§ Material for the task

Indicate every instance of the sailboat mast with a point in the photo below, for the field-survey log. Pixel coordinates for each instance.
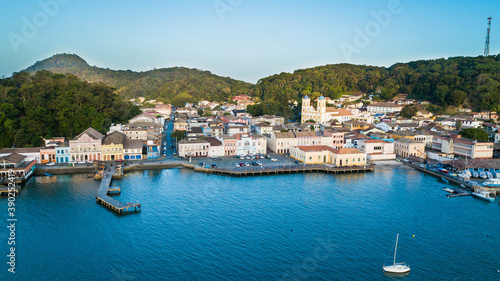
(396, 249)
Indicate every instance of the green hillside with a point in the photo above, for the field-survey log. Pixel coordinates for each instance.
(162, 84)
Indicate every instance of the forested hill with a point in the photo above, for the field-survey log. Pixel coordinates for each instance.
(162, 84)
(458, 81)
(56, 105)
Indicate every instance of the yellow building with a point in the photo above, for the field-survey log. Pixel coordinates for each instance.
(112, 147)
(322, 154)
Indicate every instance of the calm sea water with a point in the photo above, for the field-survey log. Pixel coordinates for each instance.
(195, 226)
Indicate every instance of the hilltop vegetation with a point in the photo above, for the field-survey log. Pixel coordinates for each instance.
(161, 84)
(472, 82)
(56, 105)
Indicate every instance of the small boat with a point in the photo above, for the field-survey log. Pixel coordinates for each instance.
(484, 195)
(492, 182)
(396, 267)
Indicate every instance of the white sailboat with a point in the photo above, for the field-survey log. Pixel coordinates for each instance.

§ Stated task
Please reproduce every row above word for word, leaving out the pictures.

§ Response to the task
Indicate every instance of the sailboat mast with a point in the photo below, for the field-survey log. Pixel coordinates for each instance.
(396, 249)
Indicate every instance of the green hillside with a point in the photo above, for the field-survey log. Pixel coordinates for each instance.
(162, 84)
Indicate every instance of the forested hill with a point in the photo above, for the field-survey log. Pixel coordinates for each instance.
(162, 84)
(458, 81)
(56, 105)
Indicate every instance of the yellow building with a point in the photo above, for the field-survey log. Pixel coordinates for each instance.
(112, 147)
(322, 154)
Indicate every instance of the calm sea water with a point in the photo above, for the field-survey log. Pixel coordinates for each instance.
(195, 226)
Indicate every instance of the hilltop vegetation with a point in the photo above, for the field-survey log. Pixel coordinates for each instance.
(161, 84)
(472, 82)
(56, 105)
Indicate every instance of the small boat with a point in the photo above, for the field-survey log. Pixel coordinates for each instance.
(484, 195)
(492, 182)
(396, 267)
Indicate every instance of the white sailboat with a point in the photo above, for the field-survey log. Pixel coordinates for each instance.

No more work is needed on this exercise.